- [Things to do]
(1) From the KMeans testing walkthrough, reproduce the passage starting at "None of the" and ending at "the training data?".
(2) Translate this sentence from the KMeans testing walkthrough into Spanish: "We do this to test the generalizability of the model."
(3) Write the next part of the KMeans testing walkthrough, picking up after its final line of code.

------ Page text

Once you have selected your “perfect” clustering approach, we can test the data on an independent dataset. We do this to test the generalizability of the model.

These are some assumptions we can make when using separate training (and val) and testing datasets:

None of the data from the testing dataset were used to create the model
The testing and training datasets are representative of the population
If the testing and training datasets are independent*, performance on the testing dataset is an indicator of performance over the population

*Independence can be easily achieved using temporal splitting (“leave one year out”, etc.) Think about it: Why would this make the samples independent if they are from different years? Why would randomly grabbing samples from the same year potentially influence your performance?

We conveniently have labeled data, so we can directly examine the performance of your chosen KMeans model.

Think about it: Do the datapoints look like they could be from the same “population” as the training data?

import pandas as pd

df_test = pd.read_csv("storm_mode/sample_test_data.csv")

numeric_cols = df_test.select_dtypes(include="number").columns.tolist()
numeric_cols.remove('index')
numeric_cols.remove('label')
numeric_cols.remove('label1')

df_test.plot(kind='scatter', x='mean_intensity', y='major_axis_length')

<Axes: xlabel='mean_intensity', ylabel='major_axis_length'>

Let’s see how many unique labels exist in the dataset. If this differs from your model above, change it now!

df_test['label_name'].nunique()

5

We can ask the KMeans model to predict what cluster each sample belongs to. Just make sure to set your var1 and var2 below to match with your model above.

var1 = 'mean_intensity'
var2 = 'solidity'

num_cluster = 5
seed = 0
n_init = 10

df_train_x = df_train[[var1, var2]].to_numpy(dtype=np.float64)
df_test_x = df_test[[var1, var2]].to_numpy(dtype=np.float64)

kmeans = KMeans(n_clusters=num_cluster, n_init=n_init, random_state=seed).fit(df_train_x)

------------
------ Dataset rows

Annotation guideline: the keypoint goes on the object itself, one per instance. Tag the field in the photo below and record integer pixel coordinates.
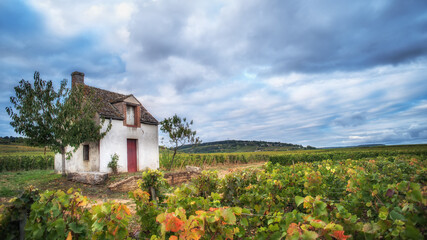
(22, 150)
(361, 193)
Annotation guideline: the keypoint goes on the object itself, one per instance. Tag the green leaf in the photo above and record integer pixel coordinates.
(320, 208)
(415, 194)
(383, 213)
(228, 216)
(309, 235)
(299, 200)
(395, 215)
(412, 233)
(244, 222)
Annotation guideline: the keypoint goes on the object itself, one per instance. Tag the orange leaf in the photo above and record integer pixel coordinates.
(115, 231)
(69, 237)
(340, 235)
(293, 228)
(126, 209)
(173, 223)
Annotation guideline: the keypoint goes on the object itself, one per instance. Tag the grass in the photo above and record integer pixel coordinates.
(11, 183)
(21, 150)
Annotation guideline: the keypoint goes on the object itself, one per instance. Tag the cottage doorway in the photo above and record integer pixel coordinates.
(132, 155)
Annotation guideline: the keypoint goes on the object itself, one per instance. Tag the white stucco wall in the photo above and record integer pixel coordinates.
(76, 162)
(116, 142)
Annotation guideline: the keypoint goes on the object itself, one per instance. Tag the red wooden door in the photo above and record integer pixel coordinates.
(132, 155)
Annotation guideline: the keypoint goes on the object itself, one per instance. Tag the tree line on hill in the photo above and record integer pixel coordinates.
(12, 140)
(241, 146)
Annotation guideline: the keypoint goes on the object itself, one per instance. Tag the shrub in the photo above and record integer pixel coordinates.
(154, 183)
(113, 163)
(206, 183)
(146, 213)
(17, 163)
(16, 214)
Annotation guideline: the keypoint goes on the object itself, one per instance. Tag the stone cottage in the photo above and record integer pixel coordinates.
(133, 136)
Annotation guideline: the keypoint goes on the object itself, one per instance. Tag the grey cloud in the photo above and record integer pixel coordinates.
(285, 36)
(351, 121)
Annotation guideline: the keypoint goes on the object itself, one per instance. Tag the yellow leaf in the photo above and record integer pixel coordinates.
(69, 237)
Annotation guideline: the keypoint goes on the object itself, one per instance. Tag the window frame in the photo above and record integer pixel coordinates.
(135, 115)
(86, 152)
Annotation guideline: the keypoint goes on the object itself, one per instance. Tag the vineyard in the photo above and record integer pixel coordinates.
(383, 196)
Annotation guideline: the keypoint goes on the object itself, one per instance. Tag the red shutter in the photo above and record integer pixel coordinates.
(132, 167)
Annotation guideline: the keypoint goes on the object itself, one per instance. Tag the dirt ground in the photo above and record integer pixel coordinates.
(101, 193)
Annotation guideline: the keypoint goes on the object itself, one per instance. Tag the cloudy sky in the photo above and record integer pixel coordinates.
(320, 73)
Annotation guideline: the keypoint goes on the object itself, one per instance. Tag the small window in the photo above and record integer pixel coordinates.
(130, 115)
(86, 152)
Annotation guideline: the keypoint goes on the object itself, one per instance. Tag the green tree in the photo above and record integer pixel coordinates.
(55, 119)
(179, 132)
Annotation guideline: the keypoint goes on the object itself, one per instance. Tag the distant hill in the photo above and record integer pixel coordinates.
(229, 146)
(357, 146)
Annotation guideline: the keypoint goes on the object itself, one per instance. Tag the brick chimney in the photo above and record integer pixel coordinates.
(77, 78)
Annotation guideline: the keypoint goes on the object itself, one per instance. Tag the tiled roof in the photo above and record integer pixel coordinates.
(108, 110)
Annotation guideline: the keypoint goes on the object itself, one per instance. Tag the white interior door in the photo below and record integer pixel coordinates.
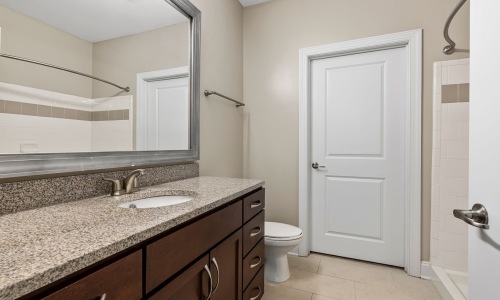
(168, 114)
(357, 139)
(484, 245)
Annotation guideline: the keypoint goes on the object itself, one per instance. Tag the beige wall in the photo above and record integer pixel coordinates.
(222, 71)
(273, 34)
(29, 38)
(119, 60)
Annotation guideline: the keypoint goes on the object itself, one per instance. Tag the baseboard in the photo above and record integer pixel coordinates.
(425, 270)
(295, 251)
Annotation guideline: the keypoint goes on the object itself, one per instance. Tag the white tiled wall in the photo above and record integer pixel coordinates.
(112, 135)
(48, 135)
(450, 163)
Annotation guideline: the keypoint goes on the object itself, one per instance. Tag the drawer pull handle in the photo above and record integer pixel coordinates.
(256, 204)
(258, 263)
(218, 274)
(252, 234)
(258, 295)
(211, 283)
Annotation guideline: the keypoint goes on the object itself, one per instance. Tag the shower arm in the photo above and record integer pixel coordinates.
(450, 49)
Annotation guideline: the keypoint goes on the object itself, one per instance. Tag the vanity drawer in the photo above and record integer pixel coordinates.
(252, 263)
(170, 254)
(253, 231)
(119, 280)
(253, 204)
(255, 290)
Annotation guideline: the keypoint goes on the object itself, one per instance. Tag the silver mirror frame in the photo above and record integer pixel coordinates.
(34, 165)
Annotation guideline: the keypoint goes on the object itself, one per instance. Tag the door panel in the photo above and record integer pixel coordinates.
(168, 112)
(351, 194)
(484, 245)
(357, 134)
(348, 103)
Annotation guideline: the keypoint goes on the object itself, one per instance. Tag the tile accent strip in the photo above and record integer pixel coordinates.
(28, 109)
(452, 93)
(24, 195)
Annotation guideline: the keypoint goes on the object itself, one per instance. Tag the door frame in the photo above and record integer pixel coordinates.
(412, 41)
(142, 95)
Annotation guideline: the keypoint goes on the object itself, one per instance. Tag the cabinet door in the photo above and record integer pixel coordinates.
(192, 284)
(226, 268)
(119, 280)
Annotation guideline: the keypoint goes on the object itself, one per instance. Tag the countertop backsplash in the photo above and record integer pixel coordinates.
(24, 195)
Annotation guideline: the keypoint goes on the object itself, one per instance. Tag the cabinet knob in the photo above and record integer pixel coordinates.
(211, 282)
(252, 234)
(258, 295)
(218, 274)
(256, 204)
(256, 264)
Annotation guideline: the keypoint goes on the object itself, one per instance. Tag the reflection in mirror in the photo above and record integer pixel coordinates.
(143, 45)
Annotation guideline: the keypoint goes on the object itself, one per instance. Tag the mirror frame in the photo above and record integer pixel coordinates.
(29, 165)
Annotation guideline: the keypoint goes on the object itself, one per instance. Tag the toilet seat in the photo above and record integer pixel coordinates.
(281, 232)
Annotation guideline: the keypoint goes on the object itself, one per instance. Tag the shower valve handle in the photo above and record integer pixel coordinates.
(477, 216)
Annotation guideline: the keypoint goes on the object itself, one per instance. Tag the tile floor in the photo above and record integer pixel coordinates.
(323, 277)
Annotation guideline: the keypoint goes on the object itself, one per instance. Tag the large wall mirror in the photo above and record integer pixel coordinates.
(89, 85)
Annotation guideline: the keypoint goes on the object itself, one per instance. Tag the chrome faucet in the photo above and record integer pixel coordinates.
(131, 182)
(128, 185)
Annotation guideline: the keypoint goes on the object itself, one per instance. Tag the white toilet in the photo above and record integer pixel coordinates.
(279, 239)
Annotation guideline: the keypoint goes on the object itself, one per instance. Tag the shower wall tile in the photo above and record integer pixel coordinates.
(450, 157)
(458, 74)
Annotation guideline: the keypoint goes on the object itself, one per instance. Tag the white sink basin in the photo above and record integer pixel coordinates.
(158, 201)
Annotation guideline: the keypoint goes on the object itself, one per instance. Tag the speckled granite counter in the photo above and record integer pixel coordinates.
(42, 245)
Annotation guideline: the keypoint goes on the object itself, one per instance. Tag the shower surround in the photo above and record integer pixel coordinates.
(450, 172)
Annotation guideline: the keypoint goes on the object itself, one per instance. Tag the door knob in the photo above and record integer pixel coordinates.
(477, 216)
(315, 165)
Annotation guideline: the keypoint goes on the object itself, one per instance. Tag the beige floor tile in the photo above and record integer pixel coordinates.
(366, 291)
(321, 284)
(359, 272)
(415, 287)
(308, 264)
(319, 297)
(278, 292)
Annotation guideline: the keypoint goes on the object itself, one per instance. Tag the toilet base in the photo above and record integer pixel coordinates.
(276, 268)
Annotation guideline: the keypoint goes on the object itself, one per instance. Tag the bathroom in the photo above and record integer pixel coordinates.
(251, 54)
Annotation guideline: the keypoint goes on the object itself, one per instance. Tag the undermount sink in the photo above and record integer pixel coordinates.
(158, 201)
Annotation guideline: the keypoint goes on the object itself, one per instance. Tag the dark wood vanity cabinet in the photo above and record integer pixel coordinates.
(220, 254)
(119, 280)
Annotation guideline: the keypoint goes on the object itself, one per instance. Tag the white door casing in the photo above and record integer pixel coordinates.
(411, 42)
(357, 134)
(163, 110)
(484, 146)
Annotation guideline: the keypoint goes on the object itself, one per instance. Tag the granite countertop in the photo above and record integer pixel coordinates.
(40, 246)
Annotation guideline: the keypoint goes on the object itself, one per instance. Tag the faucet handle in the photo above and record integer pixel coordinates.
(116, 187)
(136, 183)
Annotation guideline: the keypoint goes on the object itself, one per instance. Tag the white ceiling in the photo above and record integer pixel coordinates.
(246, 3)
(98, 20)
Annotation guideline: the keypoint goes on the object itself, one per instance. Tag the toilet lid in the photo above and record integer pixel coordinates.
(281, 231)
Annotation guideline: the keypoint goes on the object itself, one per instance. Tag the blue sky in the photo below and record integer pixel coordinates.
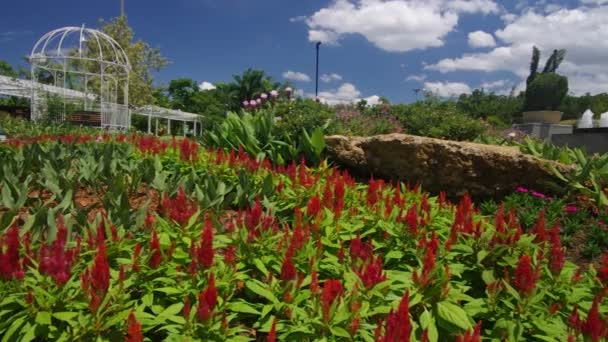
(373, 47)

------------

- [Task-by-task outputs]
(1)
None of the data from the testing dataset were used to create the model
The testing and training datasets are representative of the population
If the testing and training datasets are independent*, performance on the testing dataset is an indicator of performance over the population

*Independence can be easily achieved using temporal splitting (“leave one year out”, etc.) Think about it: Why would this make the samples independent if they are from different years? Why would randomly grabbing samples from the same year potentially influence your performance?

We conveniently have labeled data, so we can directly examine the performance of your chosen KMeans model.

Think about it: Do the datapoints look like they could be from the same “population” as the training data?

(2) Hacemos esto para probar la capacidad de generalización del modelo.

(3)
# the KMeans trained instance predicts the cluster
preds = kmeans.predict(df_test_x)

preds

array([1, 0, 3, 3, 1, 0, 1, 1, 1, 1, 1, 1, 0, 1, 0, 3, 0, 1, 1, 1, 1, 3,
       1, 1, 0, 0, 1, 1, 0, 1, 0, 1, 1, 4, 0, 4, 1, 3, 4, 1, 0, 0, 0, 1,
       0, 4, 0, 1, 1, 0, 0, 0, 0, 0, 0, 0, 0, 4, 0, 1, 4, 4, 0, 4, 0, 4,
       4, 4, 4, 4, 4, 4, 0, 0, 2, 0, 4, 4, 4, 0, 2, 2, 2, 2, 2, 2, 2, 2,
       4, 2, 2, 4, 2, 2, 2, 2, 2, 2, 2, 2], dtype=int32)

Results:

import numpy as np
import matplotlib.pyplot as plt

centers = kmeans.cluster_centers_

fig, axes = plt.subplots(1, 2, figsize=(14, 6), sharex=True, sharey=True)

name_codes, name_levels = pd.factorize(df_test["label_name"])

sc0 = axes[0].scatter(
    df_test[var1], df_test[var2],
    c=name_codes,
    s=35, alpha=0.85,
    edgecolors="k", linewidths=0.25
)
axes[0].set_title("Test set: label_name (ground truth categories)")
axes[0].set_xlabel(var1)
axes[0].set_ylabel(var2)

handles0 = []
for code, name in enumerate(name_levels):
    handles0.append(plt.Line2D([0], [0], marker="o", linestyle="",
                               markerfacecolor=sc0.cmap(sc0.norm(code)),
                               markeredgecolor="k", markersize=7, label=str(name)))
if len(handles0) <= 15:
    axes[0].legend(handles=handles0, title="label_name", loc="best")

sc1 = axes[1].scatter(
    df_test[var1], df_test[var2],
    c=preds,
    s=35, alpha=0.85,
    edgecolors="k", linewidths=0.25
)
axes[1].plot(centers[:, 0], centers[:, 1], "kx", markersize=10, label="cluster center")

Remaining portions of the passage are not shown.